**What the task asks:**
Retype exactly the lines from the line with "garage door and report the position of each." to the end of the data, keeping both boundary lines.

**Excerpted data:**

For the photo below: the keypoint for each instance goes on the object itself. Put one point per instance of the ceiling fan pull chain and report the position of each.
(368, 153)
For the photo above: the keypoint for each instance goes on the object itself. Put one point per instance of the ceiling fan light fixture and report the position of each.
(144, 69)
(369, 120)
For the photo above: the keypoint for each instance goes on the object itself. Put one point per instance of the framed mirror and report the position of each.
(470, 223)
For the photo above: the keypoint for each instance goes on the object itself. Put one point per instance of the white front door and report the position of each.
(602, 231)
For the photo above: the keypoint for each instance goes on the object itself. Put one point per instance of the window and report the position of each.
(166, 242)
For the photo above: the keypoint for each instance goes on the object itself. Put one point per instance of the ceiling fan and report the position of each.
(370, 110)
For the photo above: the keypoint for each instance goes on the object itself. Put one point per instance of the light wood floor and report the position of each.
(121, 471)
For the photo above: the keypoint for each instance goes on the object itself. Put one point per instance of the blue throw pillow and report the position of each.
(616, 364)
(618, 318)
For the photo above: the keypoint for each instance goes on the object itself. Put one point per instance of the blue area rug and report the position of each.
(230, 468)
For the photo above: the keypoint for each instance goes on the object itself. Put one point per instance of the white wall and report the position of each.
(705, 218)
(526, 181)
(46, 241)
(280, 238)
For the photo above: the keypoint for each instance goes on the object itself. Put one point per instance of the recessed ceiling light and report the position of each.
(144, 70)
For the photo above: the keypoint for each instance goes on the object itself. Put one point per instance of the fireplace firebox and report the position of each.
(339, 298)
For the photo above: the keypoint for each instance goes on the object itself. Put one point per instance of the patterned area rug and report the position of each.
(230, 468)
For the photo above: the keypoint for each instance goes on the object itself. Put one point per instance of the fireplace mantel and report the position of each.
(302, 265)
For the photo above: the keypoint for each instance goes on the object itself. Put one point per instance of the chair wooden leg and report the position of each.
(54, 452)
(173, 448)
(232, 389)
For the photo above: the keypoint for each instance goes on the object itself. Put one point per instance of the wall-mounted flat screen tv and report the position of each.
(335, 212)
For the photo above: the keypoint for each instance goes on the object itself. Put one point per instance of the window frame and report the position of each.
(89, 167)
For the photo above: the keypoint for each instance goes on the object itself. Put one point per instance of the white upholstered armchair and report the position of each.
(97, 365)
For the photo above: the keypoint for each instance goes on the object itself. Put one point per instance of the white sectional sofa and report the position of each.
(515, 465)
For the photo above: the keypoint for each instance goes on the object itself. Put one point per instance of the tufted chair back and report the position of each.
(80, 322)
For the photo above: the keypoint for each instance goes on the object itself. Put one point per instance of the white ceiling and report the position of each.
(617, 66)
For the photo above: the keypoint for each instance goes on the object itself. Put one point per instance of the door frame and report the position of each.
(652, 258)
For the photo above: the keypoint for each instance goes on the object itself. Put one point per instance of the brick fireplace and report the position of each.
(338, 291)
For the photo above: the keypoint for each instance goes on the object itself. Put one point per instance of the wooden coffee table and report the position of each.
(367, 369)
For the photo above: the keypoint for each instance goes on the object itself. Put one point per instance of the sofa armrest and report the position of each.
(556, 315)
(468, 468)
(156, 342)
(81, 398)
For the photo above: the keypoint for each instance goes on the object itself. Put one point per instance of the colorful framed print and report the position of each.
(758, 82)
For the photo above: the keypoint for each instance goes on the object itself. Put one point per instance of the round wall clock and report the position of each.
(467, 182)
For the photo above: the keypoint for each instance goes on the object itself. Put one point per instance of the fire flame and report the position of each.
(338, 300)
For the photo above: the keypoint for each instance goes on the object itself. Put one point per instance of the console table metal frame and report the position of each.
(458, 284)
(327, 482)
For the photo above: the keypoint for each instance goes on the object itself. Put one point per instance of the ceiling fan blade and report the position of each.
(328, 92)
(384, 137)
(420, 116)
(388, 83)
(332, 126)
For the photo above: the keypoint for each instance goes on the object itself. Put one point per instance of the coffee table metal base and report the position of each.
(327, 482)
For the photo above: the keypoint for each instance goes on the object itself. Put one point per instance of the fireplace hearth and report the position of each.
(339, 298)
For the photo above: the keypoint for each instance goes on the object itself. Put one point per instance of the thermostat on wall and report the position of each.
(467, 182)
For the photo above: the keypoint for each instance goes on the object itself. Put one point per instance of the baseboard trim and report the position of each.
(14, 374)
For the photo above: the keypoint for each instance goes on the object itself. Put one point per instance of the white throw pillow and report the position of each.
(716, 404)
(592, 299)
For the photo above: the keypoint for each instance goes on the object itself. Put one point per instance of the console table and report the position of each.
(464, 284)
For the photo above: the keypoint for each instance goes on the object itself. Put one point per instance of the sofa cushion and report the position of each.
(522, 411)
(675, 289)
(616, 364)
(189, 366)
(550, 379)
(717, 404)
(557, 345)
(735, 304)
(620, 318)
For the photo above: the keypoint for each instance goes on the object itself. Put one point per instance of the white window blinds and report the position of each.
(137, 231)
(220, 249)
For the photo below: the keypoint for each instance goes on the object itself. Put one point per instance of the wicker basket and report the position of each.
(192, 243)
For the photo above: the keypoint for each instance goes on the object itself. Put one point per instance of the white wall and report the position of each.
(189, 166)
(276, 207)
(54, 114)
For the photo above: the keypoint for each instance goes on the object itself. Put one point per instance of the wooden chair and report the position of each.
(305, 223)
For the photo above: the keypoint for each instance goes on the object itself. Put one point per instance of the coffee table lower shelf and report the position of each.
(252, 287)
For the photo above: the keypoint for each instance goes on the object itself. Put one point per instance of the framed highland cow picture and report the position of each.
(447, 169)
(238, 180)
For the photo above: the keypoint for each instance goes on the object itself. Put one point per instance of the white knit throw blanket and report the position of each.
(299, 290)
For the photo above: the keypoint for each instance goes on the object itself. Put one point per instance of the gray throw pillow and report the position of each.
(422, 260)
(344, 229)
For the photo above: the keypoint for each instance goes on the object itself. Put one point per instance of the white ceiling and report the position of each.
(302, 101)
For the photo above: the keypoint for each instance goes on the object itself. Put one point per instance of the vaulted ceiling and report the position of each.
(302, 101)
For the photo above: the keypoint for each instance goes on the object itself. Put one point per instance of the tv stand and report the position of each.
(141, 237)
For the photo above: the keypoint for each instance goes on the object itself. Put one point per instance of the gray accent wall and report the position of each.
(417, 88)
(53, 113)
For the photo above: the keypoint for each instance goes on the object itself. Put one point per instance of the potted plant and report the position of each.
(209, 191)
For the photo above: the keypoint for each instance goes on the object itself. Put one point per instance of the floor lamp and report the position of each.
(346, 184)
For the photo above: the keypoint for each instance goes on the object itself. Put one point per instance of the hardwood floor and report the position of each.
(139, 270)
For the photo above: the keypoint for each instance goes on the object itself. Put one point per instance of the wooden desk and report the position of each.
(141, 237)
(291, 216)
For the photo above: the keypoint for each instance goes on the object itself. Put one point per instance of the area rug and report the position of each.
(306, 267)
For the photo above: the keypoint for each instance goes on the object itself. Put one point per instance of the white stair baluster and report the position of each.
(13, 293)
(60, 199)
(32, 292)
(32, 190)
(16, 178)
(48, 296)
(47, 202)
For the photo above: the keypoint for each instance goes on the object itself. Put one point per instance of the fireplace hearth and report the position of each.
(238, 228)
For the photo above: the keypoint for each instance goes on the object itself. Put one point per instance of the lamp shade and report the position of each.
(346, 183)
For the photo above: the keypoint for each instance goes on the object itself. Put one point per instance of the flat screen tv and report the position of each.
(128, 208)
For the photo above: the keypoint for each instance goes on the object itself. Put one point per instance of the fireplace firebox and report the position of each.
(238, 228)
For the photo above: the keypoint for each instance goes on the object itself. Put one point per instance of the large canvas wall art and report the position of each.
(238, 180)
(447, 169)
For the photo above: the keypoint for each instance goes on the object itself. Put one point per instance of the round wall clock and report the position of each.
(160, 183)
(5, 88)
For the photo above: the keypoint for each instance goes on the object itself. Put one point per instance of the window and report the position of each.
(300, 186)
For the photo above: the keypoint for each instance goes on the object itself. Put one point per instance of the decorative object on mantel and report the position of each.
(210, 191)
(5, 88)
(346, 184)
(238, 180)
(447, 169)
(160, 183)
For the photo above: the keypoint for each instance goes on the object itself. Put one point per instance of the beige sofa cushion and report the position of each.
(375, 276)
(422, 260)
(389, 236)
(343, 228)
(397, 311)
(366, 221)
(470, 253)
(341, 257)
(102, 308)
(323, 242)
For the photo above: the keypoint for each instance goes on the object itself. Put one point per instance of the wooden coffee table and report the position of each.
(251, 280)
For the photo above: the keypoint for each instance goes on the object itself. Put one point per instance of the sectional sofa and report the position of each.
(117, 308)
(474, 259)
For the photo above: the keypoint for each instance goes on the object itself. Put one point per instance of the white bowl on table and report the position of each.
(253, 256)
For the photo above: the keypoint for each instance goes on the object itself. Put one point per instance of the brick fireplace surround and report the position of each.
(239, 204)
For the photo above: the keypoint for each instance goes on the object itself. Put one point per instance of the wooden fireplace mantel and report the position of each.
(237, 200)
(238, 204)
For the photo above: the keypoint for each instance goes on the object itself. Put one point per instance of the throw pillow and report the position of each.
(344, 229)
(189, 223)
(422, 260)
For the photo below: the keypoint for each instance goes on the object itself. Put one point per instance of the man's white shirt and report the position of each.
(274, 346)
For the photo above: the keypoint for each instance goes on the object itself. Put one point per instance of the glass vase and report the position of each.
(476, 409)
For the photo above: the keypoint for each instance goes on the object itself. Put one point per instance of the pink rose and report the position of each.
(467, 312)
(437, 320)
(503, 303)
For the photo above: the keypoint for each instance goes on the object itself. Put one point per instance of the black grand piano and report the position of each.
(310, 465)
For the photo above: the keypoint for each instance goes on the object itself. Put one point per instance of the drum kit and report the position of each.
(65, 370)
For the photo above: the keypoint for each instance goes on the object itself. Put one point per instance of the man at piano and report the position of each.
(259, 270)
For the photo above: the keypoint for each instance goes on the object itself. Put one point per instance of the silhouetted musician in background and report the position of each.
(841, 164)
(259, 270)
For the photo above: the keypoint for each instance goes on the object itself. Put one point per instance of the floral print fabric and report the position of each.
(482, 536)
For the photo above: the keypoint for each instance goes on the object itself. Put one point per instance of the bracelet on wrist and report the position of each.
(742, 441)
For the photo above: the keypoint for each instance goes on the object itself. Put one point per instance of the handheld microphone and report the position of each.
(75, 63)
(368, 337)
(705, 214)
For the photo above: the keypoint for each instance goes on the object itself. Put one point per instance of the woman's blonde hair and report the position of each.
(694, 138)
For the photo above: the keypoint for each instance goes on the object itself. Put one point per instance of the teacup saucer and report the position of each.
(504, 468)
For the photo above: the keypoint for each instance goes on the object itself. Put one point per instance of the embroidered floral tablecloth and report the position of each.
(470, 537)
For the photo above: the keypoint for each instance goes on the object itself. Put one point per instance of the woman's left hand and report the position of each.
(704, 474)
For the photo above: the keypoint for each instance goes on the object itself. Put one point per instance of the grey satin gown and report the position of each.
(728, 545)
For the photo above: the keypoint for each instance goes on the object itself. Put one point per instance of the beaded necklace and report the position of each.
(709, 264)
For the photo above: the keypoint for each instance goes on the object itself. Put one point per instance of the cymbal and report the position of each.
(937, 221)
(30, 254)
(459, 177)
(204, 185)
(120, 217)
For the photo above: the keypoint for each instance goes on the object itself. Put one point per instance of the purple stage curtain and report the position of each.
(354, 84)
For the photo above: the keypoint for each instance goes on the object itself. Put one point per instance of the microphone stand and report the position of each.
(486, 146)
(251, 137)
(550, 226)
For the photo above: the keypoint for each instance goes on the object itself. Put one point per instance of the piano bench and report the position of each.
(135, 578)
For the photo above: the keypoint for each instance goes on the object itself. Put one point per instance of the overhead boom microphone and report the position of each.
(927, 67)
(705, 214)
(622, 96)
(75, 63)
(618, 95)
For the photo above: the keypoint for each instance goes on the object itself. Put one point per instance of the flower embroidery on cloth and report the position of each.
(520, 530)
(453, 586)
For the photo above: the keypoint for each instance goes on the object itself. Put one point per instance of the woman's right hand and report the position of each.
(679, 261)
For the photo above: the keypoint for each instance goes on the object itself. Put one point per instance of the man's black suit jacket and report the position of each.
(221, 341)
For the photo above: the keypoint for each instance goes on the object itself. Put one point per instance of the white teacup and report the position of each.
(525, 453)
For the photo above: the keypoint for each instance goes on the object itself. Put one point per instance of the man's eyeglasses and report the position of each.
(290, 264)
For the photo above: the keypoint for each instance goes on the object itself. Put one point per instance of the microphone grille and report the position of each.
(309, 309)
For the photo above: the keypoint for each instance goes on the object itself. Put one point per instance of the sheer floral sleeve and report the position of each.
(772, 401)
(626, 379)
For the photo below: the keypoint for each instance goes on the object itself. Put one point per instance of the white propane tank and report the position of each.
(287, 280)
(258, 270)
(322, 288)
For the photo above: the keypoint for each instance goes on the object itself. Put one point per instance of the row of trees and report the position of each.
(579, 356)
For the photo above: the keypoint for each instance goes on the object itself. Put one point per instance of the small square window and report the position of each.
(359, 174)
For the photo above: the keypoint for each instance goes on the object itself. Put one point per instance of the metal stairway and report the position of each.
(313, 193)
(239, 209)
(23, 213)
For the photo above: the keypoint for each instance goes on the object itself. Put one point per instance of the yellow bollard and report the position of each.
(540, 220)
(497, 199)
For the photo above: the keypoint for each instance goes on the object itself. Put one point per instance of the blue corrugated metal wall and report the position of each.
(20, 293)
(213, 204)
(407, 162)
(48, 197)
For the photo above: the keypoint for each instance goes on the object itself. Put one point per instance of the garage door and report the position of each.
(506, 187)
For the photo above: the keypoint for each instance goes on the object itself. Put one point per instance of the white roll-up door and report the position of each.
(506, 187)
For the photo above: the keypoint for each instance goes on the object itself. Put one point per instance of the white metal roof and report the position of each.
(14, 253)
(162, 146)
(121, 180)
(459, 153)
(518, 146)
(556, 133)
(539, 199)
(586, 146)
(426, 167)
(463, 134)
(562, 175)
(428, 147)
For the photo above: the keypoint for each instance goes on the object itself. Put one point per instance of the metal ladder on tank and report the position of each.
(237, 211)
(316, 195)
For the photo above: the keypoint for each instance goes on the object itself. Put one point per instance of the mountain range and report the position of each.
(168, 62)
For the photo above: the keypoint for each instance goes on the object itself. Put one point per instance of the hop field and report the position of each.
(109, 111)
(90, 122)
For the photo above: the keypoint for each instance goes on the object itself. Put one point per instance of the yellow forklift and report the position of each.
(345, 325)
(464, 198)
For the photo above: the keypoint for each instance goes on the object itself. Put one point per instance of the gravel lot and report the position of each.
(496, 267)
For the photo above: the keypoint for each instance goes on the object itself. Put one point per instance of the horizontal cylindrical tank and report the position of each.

**Solution:**
For the photo above: the keypoint for each instance goes on the object itself. Put one point per instance of the garage door and report the position of each.
(506, 187)
For the photo above: the keypoint for each instance goes on the object itself. Put one point per instance of the white roll-up door and report the position of each.
(506, 187)
For the photo above: the keypoint for each instance goes on the object itself. Put one point per instance of the white metal roof and report the position of each.
(14, 253)
(162, 146)
(121, 180)
(459, 153)
(518, 146)
(556, 133)
(539, 199)
(586, 146)
(426, 167)
(463, 134)
(562, 175)
(428, 147)
For the photo above: the keypoint for each instance goes on the object itself. Put one point per instance of the metal ladder on tank and report the position of each.
(237, 211)
(316, 195)
For the photo above: the keypoint for each instance goes on the object itself. Put one point per instance of the mountain range and report the position of each.
(168, 62)
For the photo above: the keypoint for each instance goes on the object itself. Put one point per instance of the hop field and report the position of each.
(109, 111)
(90, 122)
For the photo above: the keypoint for each instance goes on the object itself. Put one point per instance of the yellow forklift and report the position of each.
(345, 325)
(464, 198)
For the photo above: the keypoint for each instance goes on the object itself. Put one point per instance of the gravel lot and report the position of each.
(496, 267)
For the photo above: the keypoint for each instance goes on the object itself. Put one point per instance of the horizontal cylindrical tank and report the position of each.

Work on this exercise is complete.